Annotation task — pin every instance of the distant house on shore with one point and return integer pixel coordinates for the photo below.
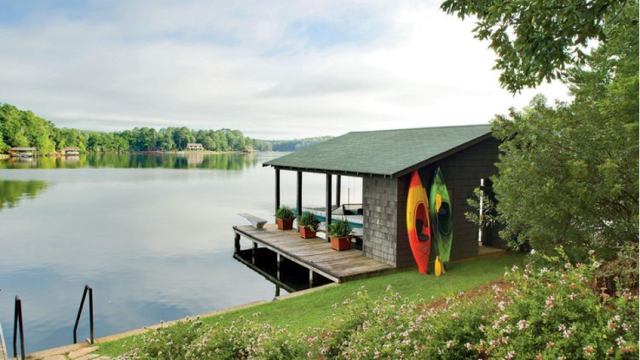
(71, 151)
(195, 147)
(23, 152)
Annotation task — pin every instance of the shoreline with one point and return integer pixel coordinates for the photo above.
(174, 152)
(65, 349)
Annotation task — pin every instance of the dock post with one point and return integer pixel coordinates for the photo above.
(278, 263)
(277, 189)
(329, 206)
(338, 189)
(299, 194)
(310, 278)
(236, 243)
(253, 252)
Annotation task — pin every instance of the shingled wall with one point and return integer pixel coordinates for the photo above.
(385, 205)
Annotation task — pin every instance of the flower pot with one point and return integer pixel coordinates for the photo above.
(340, 243)
(306, 232)
(285, 224)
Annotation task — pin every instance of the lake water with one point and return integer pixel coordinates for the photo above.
(150, 233)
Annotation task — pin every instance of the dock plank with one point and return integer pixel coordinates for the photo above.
(315, 254)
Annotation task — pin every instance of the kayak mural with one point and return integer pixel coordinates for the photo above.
(418, 223)
(441, 215)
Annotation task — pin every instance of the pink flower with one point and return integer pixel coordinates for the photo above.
(522, 325)
(588, 351)
(550, 302)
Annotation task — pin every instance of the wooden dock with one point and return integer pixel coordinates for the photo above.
(314, 254)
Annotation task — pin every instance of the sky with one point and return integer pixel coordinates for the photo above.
(275, 69)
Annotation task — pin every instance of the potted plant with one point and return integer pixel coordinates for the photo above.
(339, 233)
(285, 217)
(308, 225)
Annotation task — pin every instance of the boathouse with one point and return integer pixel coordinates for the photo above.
(385, 160)
(71, 151)
(195, 147)
(23, 151)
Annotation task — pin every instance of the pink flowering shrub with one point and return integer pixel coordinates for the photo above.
(243, 339)
(537, 313)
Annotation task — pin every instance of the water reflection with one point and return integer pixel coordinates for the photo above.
(197, 160)
(291, 277)
(12, 191)
(154, 245)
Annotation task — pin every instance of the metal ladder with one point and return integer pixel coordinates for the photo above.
(18, 326)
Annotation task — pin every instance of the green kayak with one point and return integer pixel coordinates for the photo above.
(440, 209)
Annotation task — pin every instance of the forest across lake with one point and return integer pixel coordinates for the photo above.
(22, 128)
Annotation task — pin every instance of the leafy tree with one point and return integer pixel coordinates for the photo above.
(536, 40)
(570, 173)
(568, 176)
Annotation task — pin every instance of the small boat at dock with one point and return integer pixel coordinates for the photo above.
(352, 213)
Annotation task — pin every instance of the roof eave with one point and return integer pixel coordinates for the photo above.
(443, 155)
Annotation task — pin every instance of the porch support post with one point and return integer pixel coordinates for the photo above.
(299, 194)
(338, 190)
(328, 201)
(253, 252)
(236, 243)
(277, 189)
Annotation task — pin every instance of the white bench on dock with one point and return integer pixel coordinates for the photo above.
(257, 222)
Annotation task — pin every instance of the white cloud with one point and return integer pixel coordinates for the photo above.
(277, 69)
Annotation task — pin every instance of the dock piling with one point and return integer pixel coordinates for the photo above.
(236, 243)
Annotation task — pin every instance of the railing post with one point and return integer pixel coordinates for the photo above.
(18, 326)
(277, 189)
(299, 194)
(91, 314)
(338, 189)
(329, 206)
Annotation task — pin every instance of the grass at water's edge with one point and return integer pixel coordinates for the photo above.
(313, 309)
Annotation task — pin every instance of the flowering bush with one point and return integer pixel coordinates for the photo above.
(534, 313)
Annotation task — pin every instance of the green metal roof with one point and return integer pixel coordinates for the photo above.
(383, 153)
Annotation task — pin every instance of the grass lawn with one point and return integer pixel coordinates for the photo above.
(311, 310)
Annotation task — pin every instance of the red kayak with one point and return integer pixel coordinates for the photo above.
(418, 225)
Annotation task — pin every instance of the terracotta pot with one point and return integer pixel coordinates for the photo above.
(285, 224)
(306, 232)
(341, 243)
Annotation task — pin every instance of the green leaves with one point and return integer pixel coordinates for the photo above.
(309, 220)
(285, 213)
(537, 40)
(340, 228)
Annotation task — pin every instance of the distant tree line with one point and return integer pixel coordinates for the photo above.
(20, 128)
(288, 145)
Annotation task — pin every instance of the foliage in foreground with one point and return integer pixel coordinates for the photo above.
(535, 314)
(569, 173)
(538, 40)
^^^^
== WHAT YOU SHOULD DO ==
Copy every line in the stretch from the line containing "Annotation task — pin every instance of the foliage" through the end of the data, both ends included. Shift each point coordinate in the answers by -44.

== RESULT BELOW ==
Annotation task — pin every instance of the foliage in foreground with one point and return integer pixel coordinates for the photo above.
(491, 270)
(525, 129)
(494, -4)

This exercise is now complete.